__Source material__.

>> Begin

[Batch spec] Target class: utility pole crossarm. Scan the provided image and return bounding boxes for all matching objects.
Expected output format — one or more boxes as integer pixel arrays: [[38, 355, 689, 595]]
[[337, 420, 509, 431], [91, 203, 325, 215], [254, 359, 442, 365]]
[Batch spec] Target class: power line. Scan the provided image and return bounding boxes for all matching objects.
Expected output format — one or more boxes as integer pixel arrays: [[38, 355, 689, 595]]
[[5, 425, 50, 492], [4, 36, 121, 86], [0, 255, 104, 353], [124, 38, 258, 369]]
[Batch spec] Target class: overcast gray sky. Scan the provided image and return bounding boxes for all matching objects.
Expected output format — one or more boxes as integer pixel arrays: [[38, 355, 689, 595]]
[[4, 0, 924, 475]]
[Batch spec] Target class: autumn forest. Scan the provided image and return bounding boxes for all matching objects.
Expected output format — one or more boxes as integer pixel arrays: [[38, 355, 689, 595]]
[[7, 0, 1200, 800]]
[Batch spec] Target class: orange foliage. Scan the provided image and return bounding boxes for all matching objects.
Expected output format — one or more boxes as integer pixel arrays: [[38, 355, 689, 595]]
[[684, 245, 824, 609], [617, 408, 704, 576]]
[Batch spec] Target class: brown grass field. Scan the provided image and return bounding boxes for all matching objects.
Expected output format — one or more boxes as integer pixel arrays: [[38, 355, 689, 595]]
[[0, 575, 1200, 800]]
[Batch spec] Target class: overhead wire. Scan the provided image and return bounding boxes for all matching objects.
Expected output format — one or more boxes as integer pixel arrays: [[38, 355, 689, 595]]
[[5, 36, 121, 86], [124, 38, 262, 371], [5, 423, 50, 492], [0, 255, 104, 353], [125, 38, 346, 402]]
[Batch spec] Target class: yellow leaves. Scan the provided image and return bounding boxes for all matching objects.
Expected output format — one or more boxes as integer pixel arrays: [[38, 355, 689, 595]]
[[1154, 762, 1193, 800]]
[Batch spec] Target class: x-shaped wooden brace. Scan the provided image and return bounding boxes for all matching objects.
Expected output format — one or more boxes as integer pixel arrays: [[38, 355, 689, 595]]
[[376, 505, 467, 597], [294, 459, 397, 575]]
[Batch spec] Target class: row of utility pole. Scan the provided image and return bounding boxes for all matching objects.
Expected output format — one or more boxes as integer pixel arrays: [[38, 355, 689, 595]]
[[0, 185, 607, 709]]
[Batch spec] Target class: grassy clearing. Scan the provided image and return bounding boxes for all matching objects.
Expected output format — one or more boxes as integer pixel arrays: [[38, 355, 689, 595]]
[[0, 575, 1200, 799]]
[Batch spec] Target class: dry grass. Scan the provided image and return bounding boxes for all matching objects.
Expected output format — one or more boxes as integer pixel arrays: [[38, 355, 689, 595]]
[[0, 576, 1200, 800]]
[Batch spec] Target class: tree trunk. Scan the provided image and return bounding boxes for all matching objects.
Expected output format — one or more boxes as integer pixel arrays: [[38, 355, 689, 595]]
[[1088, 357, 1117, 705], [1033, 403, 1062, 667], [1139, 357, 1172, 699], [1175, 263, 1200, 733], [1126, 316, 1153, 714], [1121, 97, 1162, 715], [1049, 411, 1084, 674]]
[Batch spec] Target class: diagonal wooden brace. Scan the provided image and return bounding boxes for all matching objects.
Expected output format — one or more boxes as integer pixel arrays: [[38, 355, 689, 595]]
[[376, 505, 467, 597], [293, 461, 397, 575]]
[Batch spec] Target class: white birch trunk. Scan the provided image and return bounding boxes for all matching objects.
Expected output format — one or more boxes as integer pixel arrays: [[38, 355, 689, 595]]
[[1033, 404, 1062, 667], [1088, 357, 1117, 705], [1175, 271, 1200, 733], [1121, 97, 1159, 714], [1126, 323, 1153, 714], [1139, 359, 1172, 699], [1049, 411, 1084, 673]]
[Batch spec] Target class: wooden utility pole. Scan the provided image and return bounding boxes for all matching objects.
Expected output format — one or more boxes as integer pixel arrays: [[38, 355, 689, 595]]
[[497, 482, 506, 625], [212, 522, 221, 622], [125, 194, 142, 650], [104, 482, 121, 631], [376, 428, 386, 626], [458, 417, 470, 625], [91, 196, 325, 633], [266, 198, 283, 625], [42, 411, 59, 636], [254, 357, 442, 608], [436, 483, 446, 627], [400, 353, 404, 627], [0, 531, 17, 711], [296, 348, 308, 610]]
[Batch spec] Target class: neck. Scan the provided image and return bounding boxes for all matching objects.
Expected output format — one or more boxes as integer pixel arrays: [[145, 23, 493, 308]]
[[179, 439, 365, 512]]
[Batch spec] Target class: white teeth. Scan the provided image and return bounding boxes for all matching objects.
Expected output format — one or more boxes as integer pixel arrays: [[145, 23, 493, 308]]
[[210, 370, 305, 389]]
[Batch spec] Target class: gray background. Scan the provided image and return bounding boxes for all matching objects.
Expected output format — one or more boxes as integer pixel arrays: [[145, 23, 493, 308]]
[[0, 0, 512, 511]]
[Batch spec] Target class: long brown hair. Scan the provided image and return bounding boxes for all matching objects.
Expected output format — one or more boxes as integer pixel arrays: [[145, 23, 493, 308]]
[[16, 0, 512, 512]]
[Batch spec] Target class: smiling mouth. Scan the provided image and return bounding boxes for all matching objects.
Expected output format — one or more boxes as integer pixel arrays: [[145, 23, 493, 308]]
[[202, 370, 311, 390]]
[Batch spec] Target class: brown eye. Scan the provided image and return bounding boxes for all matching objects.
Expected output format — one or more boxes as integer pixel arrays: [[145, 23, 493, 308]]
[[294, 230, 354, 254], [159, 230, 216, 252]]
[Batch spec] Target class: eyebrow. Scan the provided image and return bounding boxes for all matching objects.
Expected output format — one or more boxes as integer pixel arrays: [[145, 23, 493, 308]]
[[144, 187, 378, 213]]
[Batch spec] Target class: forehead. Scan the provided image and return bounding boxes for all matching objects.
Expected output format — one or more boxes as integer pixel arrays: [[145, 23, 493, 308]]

>> End

__Task to carry out__. Recast all of the material above as a JSON list of strings, with each nonblank line as its own string in order and blank lines left out.

__Solution for this task__.
[
  "[Batch spec] Target class: utility pole crossarm. Scan the provided image and return bounding boxes for all matching objects.",
  "Expected output format — one or more boxes as integer pixel arrays: [[38, 355, 689, 595]]",
  "[[337, 420, 509, 431], [91, 203, 325, 215], [254, 359, 442, 365]]",
  "[Batch spec] Target class: power line. Scan the provided image and return bounding boxes for all matching objects.",
  "Expected output format — one or more boxes as integer pixel arrays: [[38, 355, 689, 595]]",
  "[[5, 425, 50, 492], [4, 36, 121, 86], [0, 255, 104, 353], [124, 38, 258, 369]]",
  "[Batch spec] Target class: overcast gray sky. Scan the provided image and return bounding boxes for all matching objects.",
  "Expected output format — one or more boxes as integer pixel arrays: [[38, 355, 689, 595]]",
  "[[4, 0, 924, 475]]",
  "[Batch spec] Target class: autumn forest. Scan the provided image and return bounding boxes for all matching objects.",
  "Expected output format — one or more boxes as integer pixel arrays: [[38, 355, 689, 595]]",
  "[[7, 0, 1200, 800]]",
  "[Batch spec] Target class: orange foliage. Scan the provided image and return bounding boxes for all matching objects.",
  "Expected output format — one or more boxes as integer pixel arrays: [[38, 355, 689, 595]]",
  "[[684, 245, 824, 609], [617, 408, 704, 576]]",
  "[Batch spec] Target class: brown grass field. Scan the provided image and return bounding boxes for all matching objects.",
  "Expected output format — one or more boxes as integer pixel arrays: [[38, 355, 689, 595]]",
  "[[0, 575, 1200, 800]]",
  "[Batch spec] Target class: overhead wire. Scan the provided image and return bounding boxes for all matching objects.",
  "Expected output format — one or more boxes as integer pixel arrays: [[38, 355, 689, 595]]",
  "[[5, 36, 121, 86], [124, 38, 262, 371], [5, 423, 50, 492], [0, 255, 104, 353], [125, 38, 346, 402]]",
  "[Batch spec] Target class: yellow leaves. Scan the provided image and return bounding boxes for all matching objects.",
  "Expected output format — one or more boxes as integer pixel arrays: [[38, 355, 689, 595]]",
  "[[1154, 762, 1193, 800]]",
  "[Batch spec] Target class: x-shaped wooden brace. Scan the provided image and return bounding boxes for all matching objects.",
  "Expected output format — one or more boxes as integer pixel arrays: [[38, 355, 689, 595]]",
  "[[376, 505, 467, 597], [294, 459, 397, 575]]",
  "[Batch spec] Target class: row of utility pole. Scan the provided image and return bounding boxes for all matching objects.",
  "Expected output format — one or more boxes as integer pixel arrays: [[38, 355, 689, 595]]",
  "[[0, 185, 607, 709]]",
  "[Batch spec] Target class: grassy clearing. Scan the provided image and return bounding boxes for all matching objects.",
  "Expected output format — one or more boxes as integer pixel arrays: [[38, 355, 689, 595]]",
  "[[0, 575, 1200, 799]]",
  "[Batch spec] Target class: dry grass. Scan the provided image and return bounding boxes for all matching objects.",
  "Expected output format — one or more boxes as integer pixel arrays: [[38, 355, 689, 595]]",
  "[[0, 576, 1200, 800]]",
  "[Batch spec] Target class: tree trunk. Scan the provided image and return bounding boxes for all matching objects.",
  "Expected output format — one or more boxes as integer pixel arrays: [[38, 355, 689, 595]]",
  "[[1088, 357, 1117, 705], [1033, 403, 1062, 667], [1139, 357, 1172, 699], [1175, 263, 1200, 733], [1126, 316, 1153, 714], [1121, 97, 1162, 715], [1049, 411, 1084, 674]]",
  "[Batch spec] Target class: diagonal wooden brace. Scan the provided image and return bounding boxes for all matching objects.",
  "Expected output format — one or more boxes as integer pixel arrays: [[38, 355, 689, 595]]",
  "[[376, 505, 467, 597], [293, 461, 397, 575]]",
  "[Batch spec] Target class: white birch trunk. Scan the provided image and return bounding boxes for all matching objects.",
  "Expected output format — one or more boxes as integer pixel arrays: [[38, 355, 689, 595]]",
  "[[1033, 404, 1062, 667], [1088, 357, 1117, 705], [1175, 271, 1200, 733], [1121, 97, 1159, 714], [1126, 323, 1153, 714], [1139, 359, 1172, 699], [1049, 411, 1084, 673]]",
  "[Batch spec] Target class: wooden utility pole. Scan the provided image and return bounding boxes for all matching objects.",
  "Expected output format — one or more boxes as integer pixel arrays: [[38, 355, 689, 595]]",
  "[[497, 482, 506, 625], [212, 522, 221, 622], [125, 194, 142, 650], [104, 482, 121, 631], [376, 428, 386, 626], [458, 417, 470, 625], [91, 196, 325, 633], [266, 198, 283, 625], [42, 411, 59, 636], [254, 357, 442, 608], [436, 483, 446, 627], [400, 353, 404, 627], [0, 531, 17, 711], [296, 348, 308, 610]]",
  "[Batch spec] Target class: neck. Scan the provided image and return bounding boxes for all matching objects.",
  "Expected output format — one or more boxes as integer pixel arrays: [[145, 23, 493, 308]]",
  "[[179, 439, 365, 512]]",
  "[Batch spec] Target class: white teeth. Scan the provided image and return bounding boxes for all matching objects.",
  "Expected output format — one or more boxes as integer pixel arrays: [[145, 23, 493, 308]]",
  "[[210, 370, 305, 389]]",
  "[Batch spec] Target class: gray background. Scan the provided image and return bounding boxes for all matching objects.",
  "Expected output format — one or more boxes as integer pixel arrays: [[145, 23, 493, 308]]",
  "[[0, 0, 512, 511]]",
  "[Batch spec] Target class: long brown hair. Scan the provided image and return bounding boxes for all matching objects.",
  "Expected output format — one or more boxes as integer pixel arrays: [[145, 23, 493, 308]]",
  "[[16, 0, 512, 512]]",
  "[Batch spec] Target class: smiling mouth. Scan the provided image and return bounding boxes for all matching objects.",
  "Expected output format — one or more boxes as integer pixel arrays: [[145, 23, 493, 308]]",
  "[[202, 370, 311, 390]]",
  "[Batch spec] Target class: brown eye. Scan the provided image and return bounding boxes for all matching objects.",
  "Expected output format — one or more boxes as integer pixel arrays: [[145, 23, 493, 308]]",
  "[[294, 230, 354, 254], [159, 230, 216, 252]]",
  "[Batch spec] Target class: eyebrow. Scan the provided image and return bounding boxes for all matching objects.",
  "Expected output format — one or more boxes as integer pixel arrays: [[145, 23, 493, 308]]",
  "[[144, 187, 378, 213]]",
  "[Batch spec] Target class: forehead. Scan the provided image and return bounding boxes for all matching objects.",
  "Expected output format — one or more boxes as integer pixel arrays: [[145, 23, 493, 308]]"
]